(PROVIDED MATERIAL):
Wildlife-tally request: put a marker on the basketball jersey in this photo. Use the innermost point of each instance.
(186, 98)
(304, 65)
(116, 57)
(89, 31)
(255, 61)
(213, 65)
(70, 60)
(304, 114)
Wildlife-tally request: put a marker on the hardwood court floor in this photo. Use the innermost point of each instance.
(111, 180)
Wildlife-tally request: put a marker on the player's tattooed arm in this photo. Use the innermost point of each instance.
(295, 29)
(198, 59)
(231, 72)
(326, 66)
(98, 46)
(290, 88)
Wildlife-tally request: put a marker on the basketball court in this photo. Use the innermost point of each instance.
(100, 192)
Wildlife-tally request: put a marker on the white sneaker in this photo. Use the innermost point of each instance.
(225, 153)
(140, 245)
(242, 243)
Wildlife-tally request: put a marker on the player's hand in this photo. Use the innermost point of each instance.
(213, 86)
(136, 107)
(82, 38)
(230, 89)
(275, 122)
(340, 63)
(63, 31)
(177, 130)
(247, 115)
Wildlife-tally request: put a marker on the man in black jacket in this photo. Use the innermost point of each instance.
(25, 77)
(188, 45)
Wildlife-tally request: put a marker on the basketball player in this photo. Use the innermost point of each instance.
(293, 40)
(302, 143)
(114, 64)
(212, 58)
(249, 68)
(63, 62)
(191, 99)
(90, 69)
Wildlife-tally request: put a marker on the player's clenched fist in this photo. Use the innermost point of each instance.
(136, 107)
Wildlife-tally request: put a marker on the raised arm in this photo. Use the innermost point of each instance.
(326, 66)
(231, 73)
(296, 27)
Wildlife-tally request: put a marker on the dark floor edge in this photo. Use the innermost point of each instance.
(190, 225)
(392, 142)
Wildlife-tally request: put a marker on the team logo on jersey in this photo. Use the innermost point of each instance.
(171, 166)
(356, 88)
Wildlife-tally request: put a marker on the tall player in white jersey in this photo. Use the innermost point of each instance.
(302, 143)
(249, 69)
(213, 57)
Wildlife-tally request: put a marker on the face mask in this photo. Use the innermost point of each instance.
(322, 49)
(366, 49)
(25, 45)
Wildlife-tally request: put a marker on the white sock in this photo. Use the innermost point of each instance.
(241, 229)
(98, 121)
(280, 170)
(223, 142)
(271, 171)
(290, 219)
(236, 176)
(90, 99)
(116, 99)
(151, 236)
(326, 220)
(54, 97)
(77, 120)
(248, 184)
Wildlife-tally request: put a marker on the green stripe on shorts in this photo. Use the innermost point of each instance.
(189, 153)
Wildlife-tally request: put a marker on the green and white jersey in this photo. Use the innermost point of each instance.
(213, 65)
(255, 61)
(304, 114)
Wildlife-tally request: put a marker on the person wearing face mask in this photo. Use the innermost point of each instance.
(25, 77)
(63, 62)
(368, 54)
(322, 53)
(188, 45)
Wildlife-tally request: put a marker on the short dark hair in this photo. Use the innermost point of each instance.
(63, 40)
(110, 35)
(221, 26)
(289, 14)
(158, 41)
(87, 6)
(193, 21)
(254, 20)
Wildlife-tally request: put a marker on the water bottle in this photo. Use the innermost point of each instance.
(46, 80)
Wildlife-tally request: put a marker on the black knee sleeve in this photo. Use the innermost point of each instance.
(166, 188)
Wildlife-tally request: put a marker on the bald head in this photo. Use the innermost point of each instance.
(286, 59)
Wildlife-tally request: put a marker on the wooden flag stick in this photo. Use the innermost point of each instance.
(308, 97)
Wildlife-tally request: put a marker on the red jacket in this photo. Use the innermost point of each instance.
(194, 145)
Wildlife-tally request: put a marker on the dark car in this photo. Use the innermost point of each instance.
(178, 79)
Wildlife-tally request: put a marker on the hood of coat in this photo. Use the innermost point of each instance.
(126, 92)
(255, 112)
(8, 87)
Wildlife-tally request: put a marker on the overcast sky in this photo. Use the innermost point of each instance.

(WHAT YOU ARE ASKED TO DO): Copy out every line of the records above word for word, changing nothing.

(FULL SOLUTION):
Wildlife-tally request: put a marker on the basketball jersey in this photo. Use the innermost point of each instance.
(186, 98)
(304, 65)
(116, 57)
(89, 31)
(255, 61)
(213, 65)
(70, 60)
(304, 114)
Wildlife-tally request: put a marker on the hardwood court floor in this photo. Use the innermost point of each instance.
(111, 180)
Wildlife-tally request: put a marker on the player's tattooed arm in this photo. Use the innermost point of each instance.
(295, 29)
(198, 59)
(231, 72)
(326, 66)
(98, 46)
(290, 88)
Wildlife-tally request: put a marker on the basketball court in this photo. Use the innermost point of each instance.
(100, 192)
Wildlife-tally request: put a marker on the white sneaker in this photo. Use the innermost point of each instance.
(225, 153)
(140, 245)
(242, 243)
Wildlife-tally request: put a marker on the player's hand in this photo. Use the innermost point of each instance.
(213, 86)
(136, 107)
(82, 38)
(230, 89)
(275, 122)
(340, 63)
(63, 31)
(177, 130)
(247, 115)
Wildlife-tally request: put a marker on the man in black jacket in this photo. Use the innermost point of each instance.
(25, 77)
(188, 45)
Wildlife-tally request: put a marker on the basketball player in this photo. Use the innermost point of each instance.
(293, 40)
(302, 143)
(114, 64)
(212, 58)
(249, 68)
(63, 62)
(191, 99)
(90, 69)
Wildlife-tally request: put a marker on the player's clenched fist in this photo. Use the innermost point of each instance.
(136, 107)
Wildlife-tally request: put a marker on the raised arm in this photo. Use the innermost point of each instance.
(326, 66)
(231, 73)
(296, 27)
Wildlife-tally request: put a marker on the dark floor edge in this photo. Use the innermost point of each instance.
(190, 225)
(392, 142)
Wildlife-tally request: put a marker on the team logo on jersey in this photo. Use the innermost point of each instance.
(171, 166)
(356, 88)
Wildlife-tally request: put a marker on the tall player in white jersey in this photo. Use the innermost point of each instance.
(302, 143)
(249, 69)
(213, 57)
Wildlife-tally request: put a marker on the face mask in this photo. Use the innermost point of each instance.
(322, 49)
(366, 49)
(25, 45)
Wildlife-tally request: put a marker on the white sock in this photo. Use the innermost point of each instance.
(241, 229)
(98, 121)
(280, 170)
(223, 142)
(271, 171)
(290, 219)
(236, 176)
(90, 99)
(116, 99)
(151, 236)
(326, 220)
(54, 97)
(77, 120)
(248, 184)
Wildlife-tally request: put a marker on the green stripe on shorts in this photo. Use the innermost point of each instance.
(189, 153)
Wildlife-tally request: put a marker on the green and white jersey in this photo. Use the innermost point of each instance.
(213, 65)
(255, 61)
(304, 114)
Wildlife-tally request: put a marker on the person wearing face mask in this photo. Use the innermost point of each instance.
(25, 77)
(63, 62)
(368, 54)
(322, 53)
(188, 45)
Wildlife-tally request: put a marker on the short dark hair in this photo. Use the innermost point of each instance.
(63, 40)
(110, 35)
(221, 26)
(289, 14)
(158, 41)
(87, 6)
(193, 21)
(254, 20)
Wildlife-tally request: put a marker on the water bottle in this photo. Use the innermost point of each instance.
(46, 80)
Wildlife-tally request: put a marker on the black knee sleeve in this photo. Use the innermost point of each instance.
(166, 188)
Wildlife-tally request: put a marker on the bald head in this photo. Use the innermost point of each instance.
(286, 59)
Wildlife-tally request: put a marker on the wooden flag stick in this photo. Use the innermost point of each instance.
(308, 97)
Wildlife-tally request: put a marker on the red jacket in this photo. Use the innermost point of each instance.
(194, 145)
Wildlife-tally request: put a marker on the dark car in this photo. Use the innermost point of each instance.
(178, 79)
Wildlife-tally request: put a marker on the hood of coat in this photo. Use the innermost point of each instance.
(126, 92)
(255, 112)
(8, 87)
Wildlife-tally request: put a marker on the overcast sky in this photo. Use the innermost point of each instance.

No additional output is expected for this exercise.